(已存储的数据条目)
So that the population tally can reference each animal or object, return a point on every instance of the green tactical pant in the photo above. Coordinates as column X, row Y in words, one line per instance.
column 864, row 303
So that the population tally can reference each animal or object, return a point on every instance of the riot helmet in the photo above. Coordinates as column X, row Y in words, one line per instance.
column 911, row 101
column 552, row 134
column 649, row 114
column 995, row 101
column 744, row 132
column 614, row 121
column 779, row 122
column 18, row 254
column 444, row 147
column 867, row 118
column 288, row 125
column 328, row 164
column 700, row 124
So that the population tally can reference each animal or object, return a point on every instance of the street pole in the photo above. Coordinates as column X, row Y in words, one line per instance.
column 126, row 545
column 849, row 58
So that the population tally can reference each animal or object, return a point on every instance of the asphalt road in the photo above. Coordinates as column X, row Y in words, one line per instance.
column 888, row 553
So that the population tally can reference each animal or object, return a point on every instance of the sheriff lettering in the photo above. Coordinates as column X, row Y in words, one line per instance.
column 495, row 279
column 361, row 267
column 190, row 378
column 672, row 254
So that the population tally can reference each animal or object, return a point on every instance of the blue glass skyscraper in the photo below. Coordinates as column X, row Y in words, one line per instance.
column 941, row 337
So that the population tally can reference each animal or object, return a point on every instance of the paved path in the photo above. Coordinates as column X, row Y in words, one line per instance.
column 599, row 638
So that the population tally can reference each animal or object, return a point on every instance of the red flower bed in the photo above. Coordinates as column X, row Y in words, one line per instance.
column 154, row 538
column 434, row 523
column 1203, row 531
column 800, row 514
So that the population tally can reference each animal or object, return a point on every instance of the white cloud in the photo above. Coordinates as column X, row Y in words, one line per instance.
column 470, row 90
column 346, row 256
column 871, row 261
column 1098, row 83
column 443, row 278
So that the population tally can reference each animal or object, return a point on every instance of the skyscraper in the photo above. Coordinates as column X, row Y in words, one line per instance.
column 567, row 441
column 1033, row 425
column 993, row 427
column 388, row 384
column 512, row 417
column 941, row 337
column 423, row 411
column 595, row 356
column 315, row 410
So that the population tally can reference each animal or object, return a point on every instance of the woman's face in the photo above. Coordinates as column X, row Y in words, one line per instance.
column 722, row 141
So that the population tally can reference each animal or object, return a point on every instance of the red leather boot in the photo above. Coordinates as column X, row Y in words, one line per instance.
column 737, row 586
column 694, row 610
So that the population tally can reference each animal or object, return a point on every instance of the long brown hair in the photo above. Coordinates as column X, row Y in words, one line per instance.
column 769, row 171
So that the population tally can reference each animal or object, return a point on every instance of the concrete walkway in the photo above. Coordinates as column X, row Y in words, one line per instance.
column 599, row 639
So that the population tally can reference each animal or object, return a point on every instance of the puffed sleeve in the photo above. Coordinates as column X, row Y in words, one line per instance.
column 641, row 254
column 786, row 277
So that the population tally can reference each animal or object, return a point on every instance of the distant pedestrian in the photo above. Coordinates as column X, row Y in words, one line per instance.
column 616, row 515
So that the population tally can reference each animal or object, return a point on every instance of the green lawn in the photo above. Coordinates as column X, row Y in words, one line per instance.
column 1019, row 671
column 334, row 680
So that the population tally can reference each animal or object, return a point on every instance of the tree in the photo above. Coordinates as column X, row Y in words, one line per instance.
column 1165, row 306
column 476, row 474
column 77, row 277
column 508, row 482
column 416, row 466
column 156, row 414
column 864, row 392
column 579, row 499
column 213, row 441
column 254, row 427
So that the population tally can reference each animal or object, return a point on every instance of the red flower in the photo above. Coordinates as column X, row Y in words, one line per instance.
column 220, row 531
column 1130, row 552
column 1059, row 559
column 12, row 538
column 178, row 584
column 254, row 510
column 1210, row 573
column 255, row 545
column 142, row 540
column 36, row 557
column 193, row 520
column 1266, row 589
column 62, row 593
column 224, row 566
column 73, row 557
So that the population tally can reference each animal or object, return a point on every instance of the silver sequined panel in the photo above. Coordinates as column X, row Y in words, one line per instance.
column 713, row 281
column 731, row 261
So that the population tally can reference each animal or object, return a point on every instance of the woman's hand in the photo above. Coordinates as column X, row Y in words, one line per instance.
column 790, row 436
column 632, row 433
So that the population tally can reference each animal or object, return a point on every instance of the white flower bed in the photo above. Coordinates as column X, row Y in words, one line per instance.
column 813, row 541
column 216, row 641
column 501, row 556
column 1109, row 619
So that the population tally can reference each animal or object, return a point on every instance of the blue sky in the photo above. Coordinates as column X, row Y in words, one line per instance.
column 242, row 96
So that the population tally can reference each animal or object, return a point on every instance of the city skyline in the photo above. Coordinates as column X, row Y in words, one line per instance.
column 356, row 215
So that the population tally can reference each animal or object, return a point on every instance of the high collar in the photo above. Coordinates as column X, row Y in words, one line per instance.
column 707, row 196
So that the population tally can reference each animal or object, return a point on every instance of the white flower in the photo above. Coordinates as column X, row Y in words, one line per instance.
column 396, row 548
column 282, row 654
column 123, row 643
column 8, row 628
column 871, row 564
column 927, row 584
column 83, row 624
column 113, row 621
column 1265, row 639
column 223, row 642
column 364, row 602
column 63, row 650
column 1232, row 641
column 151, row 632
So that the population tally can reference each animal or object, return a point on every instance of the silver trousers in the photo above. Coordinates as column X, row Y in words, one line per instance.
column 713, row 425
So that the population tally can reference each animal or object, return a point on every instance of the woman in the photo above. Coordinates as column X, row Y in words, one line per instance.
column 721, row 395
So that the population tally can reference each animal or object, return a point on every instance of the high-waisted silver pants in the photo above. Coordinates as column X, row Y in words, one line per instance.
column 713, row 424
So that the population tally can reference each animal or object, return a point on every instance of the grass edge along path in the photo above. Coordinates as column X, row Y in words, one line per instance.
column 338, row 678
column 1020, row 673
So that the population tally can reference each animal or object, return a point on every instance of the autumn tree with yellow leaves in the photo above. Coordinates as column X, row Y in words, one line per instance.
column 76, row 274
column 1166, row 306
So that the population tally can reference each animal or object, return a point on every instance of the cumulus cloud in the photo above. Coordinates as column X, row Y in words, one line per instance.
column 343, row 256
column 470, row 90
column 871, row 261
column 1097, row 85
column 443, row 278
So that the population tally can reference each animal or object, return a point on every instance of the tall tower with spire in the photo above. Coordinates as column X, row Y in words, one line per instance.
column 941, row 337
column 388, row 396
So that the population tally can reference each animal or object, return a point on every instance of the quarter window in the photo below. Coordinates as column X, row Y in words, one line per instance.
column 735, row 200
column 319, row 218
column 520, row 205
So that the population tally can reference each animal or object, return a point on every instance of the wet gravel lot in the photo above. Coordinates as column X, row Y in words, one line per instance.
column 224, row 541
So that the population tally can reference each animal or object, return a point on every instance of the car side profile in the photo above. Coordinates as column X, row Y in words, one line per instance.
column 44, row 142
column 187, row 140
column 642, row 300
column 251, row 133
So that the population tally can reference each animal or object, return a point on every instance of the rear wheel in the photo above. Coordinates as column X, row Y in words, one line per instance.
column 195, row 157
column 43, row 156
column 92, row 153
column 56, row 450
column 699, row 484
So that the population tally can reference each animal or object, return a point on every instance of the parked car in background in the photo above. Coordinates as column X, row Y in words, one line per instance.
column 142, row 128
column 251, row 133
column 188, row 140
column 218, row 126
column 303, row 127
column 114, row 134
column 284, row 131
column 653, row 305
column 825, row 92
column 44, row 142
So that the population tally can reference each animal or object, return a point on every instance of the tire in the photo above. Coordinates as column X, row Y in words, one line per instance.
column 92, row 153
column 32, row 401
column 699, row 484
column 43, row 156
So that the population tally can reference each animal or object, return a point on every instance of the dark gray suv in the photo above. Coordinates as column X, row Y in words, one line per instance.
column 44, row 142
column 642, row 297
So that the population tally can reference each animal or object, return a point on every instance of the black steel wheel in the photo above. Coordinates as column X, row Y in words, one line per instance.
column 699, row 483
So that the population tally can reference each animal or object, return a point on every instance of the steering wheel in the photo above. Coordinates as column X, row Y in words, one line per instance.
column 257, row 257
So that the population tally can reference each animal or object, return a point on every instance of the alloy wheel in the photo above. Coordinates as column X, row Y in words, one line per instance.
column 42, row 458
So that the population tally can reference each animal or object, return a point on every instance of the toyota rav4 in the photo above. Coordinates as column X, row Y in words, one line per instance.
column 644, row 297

-- 你的任务 --
将上面从含“of the tree”的那一行起、到含“column 254, row 427”的那一行止（两端都包括）的条目改写为两列 CSV，列名为“请求”和“答案”，每个请求连同其答案占一行。每项各放进一个带引号的字段，字段内的换行一律替换为空格，其余条目不要处理。

-- 参考答案 --
请求,答案
"So that the population tally can reference each animal or object, return a point on every instance of the tree in the photo above. Coordinates as column X, row Y in words, one line per instance.","column 1165, row 306 column 476, row 474 column 77, row 277 column 508, row 482 column 416, row 466 column 156, row 414 column 864, row 392 column 579, row 499 column 213, row 441 column 254, row 427"